● Excerpted text:
┄┄┄┄┄┄
In July 2018, the Texas Third Court of Appeals reversed the PUCT’s judgment affirming the prudence of the Turk Plant and remanded the issue back to the PUCT. In January 2019, SWEPCo and the PUCT filed petitions for review with the Texas Supreme Court. In the fourth quarter of 2019 and first quarter of 2020, SWEPCo and various intervenors filed briefs with the Texas Supreme Court.

As of March 31, 2020, the net book value of Turk Plant was $1.5 billion, before cost of removal, including materials and supplies inventory and CWIP. If certain parts of the PUCT order are overturned and if SWEPCo cannot ultimately fully recover its approximate 33% Texas jurisdictional share of the Turk Plant investment, including AFUDC, it could reduce future net income and cash flows and impact financial condition.

2016 Texas Base Rate Case

In 2016, SWEPCo filed a request with the PUCT for a net increase in Texas annual revenues of $69 million based upon a 10% return on common equity. In January 2018, the PUCT issued a final order approving a net increase in Texas annual revenues of $50 million based upon a return on common equity of 9.6%, effective May 2017. The final order also included: (a) approval to recover the Texas jurisdictional share of environmental investments placed in- service, as of June 30, 2016, at various plants, including Welsh Plant, Units 1 and 3, (b) approval of recovery of, but no return on, the Texas jurisdictional share of the net book value of Welsh Plant, Unit 2, (c) approval of $2 million in additional vegetation management expenses and (d) the rejection of SWEPCo’s proposed transmission cost recovery mechanism.
┄┄┄┄┄┄
● Data listing:

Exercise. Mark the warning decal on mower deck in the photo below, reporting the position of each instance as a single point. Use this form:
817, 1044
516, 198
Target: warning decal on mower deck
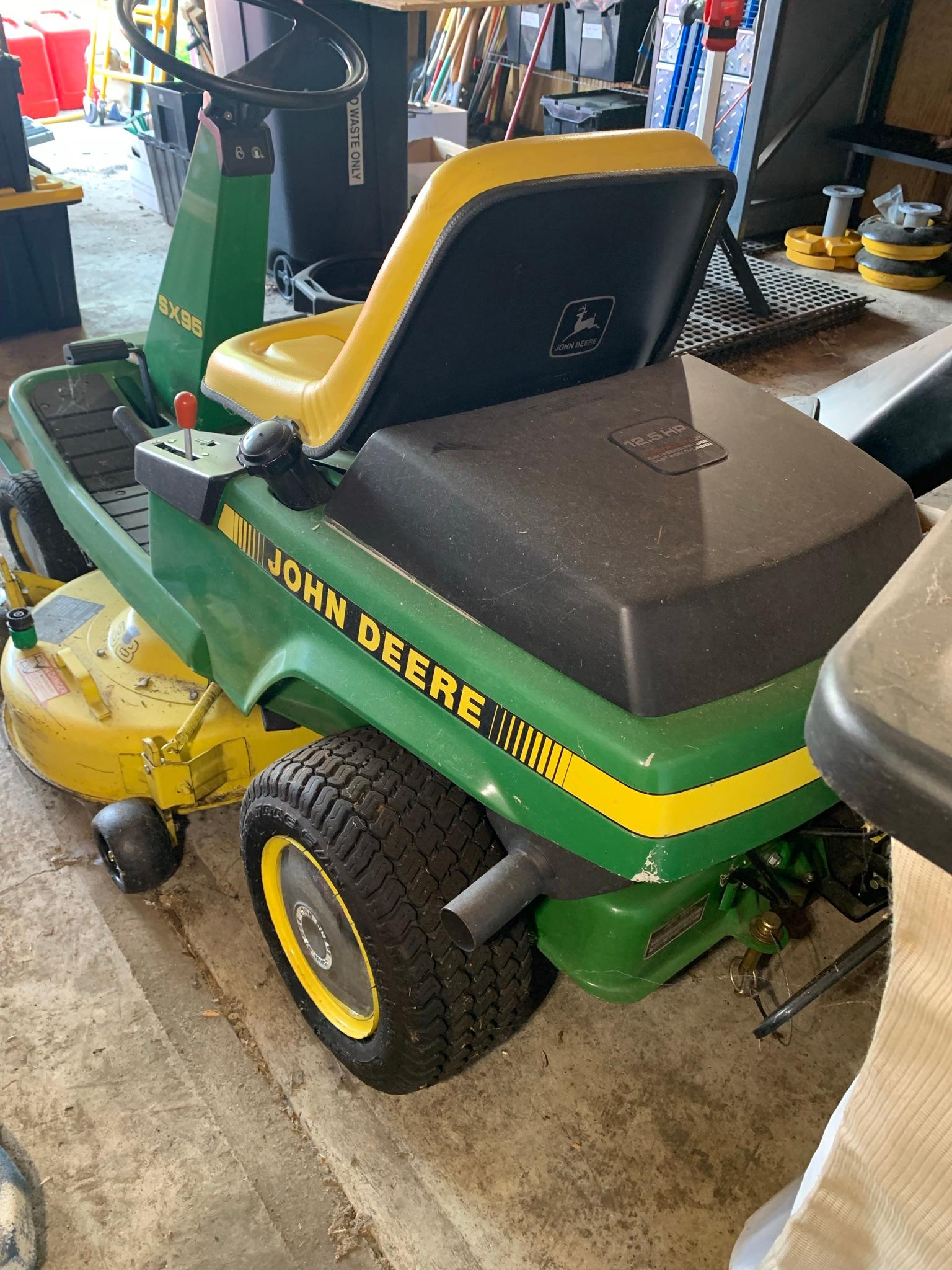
651, 815
42, 678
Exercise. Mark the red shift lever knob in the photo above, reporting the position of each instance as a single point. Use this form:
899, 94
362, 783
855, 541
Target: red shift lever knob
186, 409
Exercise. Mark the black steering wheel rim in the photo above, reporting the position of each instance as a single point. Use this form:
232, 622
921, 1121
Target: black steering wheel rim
272, 98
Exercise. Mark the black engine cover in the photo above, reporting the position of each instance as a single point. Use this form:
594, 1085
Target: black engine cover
666, 538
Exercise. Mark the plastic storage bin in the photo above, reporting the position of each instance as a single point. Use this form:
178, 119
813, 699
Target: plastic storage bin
66, 43
599, 111
141, 177
37, 282
175, 113
603, 43
14, 163
522, 27
169, 167
38, 97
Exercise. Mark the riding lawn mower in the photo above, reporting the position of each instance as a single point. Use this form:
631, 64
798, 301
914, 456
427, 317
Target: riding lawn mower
501, 621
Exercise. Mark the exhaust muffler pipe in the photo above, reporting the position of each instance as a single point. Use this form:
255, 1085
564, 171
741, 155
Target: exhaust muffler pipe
496, 897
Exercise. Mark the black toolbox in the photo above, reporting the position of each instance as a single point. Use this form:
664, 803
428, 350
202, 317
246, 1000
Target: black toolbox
522, 29
174, 110
169, 168
14, 163
37, 282
597, 111
602, 41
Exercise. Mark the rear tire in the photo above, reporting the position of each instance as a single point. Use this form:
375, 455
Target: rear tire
37, 538
392, 841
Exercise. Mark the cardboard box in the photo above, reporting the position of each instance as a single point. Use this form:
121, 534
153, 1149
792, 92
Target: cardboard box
437, 121
423, 158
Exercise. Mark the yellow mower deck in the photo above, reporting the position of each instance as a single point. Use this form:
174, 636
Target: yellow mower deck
104, 709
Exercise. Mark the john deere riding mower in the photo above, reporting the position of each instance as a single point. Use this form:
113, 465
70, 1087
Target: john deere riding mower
507, 620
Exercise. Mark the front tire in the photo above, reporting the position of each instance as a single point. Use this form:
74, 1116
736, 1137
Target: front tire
37, 538
352, 846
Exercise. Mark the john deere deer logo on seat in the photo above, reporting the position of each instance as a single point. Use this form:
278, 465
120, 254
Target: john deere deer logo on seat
582, 327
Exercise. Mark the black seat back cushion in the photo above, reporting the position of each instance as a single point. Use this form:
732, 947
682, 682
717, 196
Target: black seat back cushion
544, 285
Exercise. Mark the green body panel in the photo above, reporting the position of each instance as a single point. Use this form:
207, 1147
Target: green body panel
262, 639
214, 273
624, 945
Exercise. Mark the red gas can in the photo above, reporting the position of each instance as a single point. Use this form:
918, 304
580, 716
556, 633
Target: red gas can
38, 97
66, 43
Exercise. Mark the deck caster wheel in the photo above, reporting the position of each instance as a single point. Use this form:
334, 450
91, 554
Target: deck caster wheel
352, 846
283, 272
136, 845
37, 538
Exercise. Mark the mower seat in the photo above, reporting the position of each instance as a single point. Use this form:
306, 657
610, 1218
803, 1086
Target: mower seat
522, 269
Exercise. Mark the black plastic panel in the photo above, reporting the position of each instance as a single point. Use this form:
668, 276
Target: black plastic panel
880, 724
77, 417
658, 591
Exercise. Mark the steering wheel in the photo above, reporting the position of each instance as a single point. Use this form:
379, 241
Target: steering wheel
245, 84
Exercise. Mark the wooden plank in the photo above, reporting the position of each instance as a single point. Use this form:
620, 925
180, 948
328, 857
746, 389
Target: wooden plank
920, 98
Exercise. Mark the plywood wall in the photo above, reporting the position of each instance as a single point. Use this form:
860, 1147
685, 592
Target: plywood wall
922, 99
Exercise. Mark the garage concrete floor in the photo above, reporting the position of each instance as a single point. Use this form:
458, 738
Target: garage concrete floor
162, 1094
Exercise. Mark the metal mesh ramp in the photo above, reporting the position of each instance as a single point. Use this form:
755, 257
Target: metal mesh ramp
721, 322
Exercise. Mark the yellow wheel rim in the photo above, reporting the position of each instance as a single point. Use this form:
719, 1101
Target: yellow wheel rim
899, 281
896, 252
319, 938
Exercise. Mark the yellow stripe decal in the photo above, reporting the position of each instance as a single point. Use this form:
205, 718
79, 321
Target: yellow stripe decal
651, 815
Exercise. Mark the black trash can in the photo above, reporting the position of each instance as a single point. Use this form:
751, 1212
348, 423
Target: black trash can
37, 282
339, 184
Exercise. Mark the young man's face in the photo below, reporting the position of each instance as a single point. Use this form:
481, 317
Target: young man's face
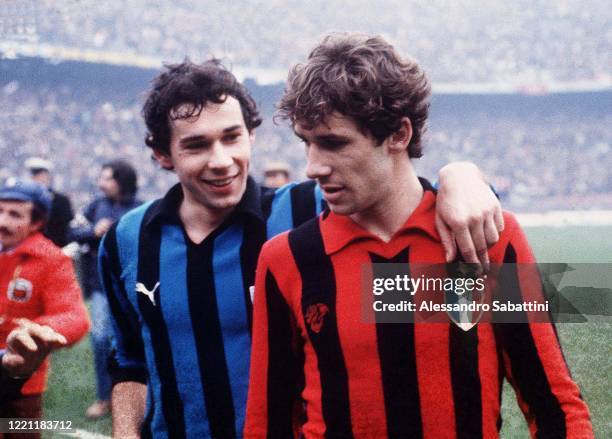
┄┄┄┄┄┄
● Requirement 1:
Answer these questions about the SWEPCo rate-case excerpt:
(a) In what month and year did SWEPCo and the PUCT file petitions for review with the Texas Supreme Court?
(b) What was the net book value of Turk Plant as of March 31, 2020?
(c) On what return on common equity was the revenue increase in the PUCT's January 2018 final order based?
● Requirement 2:
Write the next part of the SWEPCo rate-case excerpt, starting after its final sentence.

● Reply 1:
(a) January 2019
(b) $1.5 billion, before cost of removal, including materials and supplies inventory and CWIP
(c) 9.6%

● Reply 2:
As a result of the final order, in 2017 SWEPCo: (a) recorded an impairment charge of $19 million, which included $7 million associated with the lack of return on Welsh Plant, Unit 2 and $12 million related to other disallowed plant investments, (b) recognized $32 million of additional revenues, for the period of May 2017 through December 2017, that was surcharged to customers in 2018 and (c) recognized an additional $7 million of expenses consisting primarily of depreciation expense and vegetation management expense, offset by the deferral of rate case expense. SWEPCo implemented new rates in February 2018 billings. The $32 million of additional 2017 revenues was collected during 2018. In March 2018, the PUCT clarified and corrected portions of the final order, without changing the overall decision or amounts of the rate change. The order has been appealed by various intervenors. If certain parts of the PUCT order are overturned, it could reduce future net income and cash flows and impact financial condition.

2018 Louisiana Formula Rate Filing

In April 2018, SWEPCo filed its formula rate plan for test year 2017 with the LPSC.  The filing included a net $28 million annual increase, which was effective August 2018 and included SWEPCo’s Louisiana jurisdictional share of Welsh Plant and Flint Creek Plant environmental controls. The filing also included a reduction in the federal income tax rate due to Tax Reform but did not address the return of Excess ADIT benefits to customers.

In July 2018, SWEPCo made a supplemental filing to its formula rate plan with the LPSC to reduce the requested annual increase to $18 million. The difference between SWEPCo’s requested $28 million annual increase and the $18 million annual increase in the supplemental filing is primarily the result of the return of Excess ADIT benefits to customers.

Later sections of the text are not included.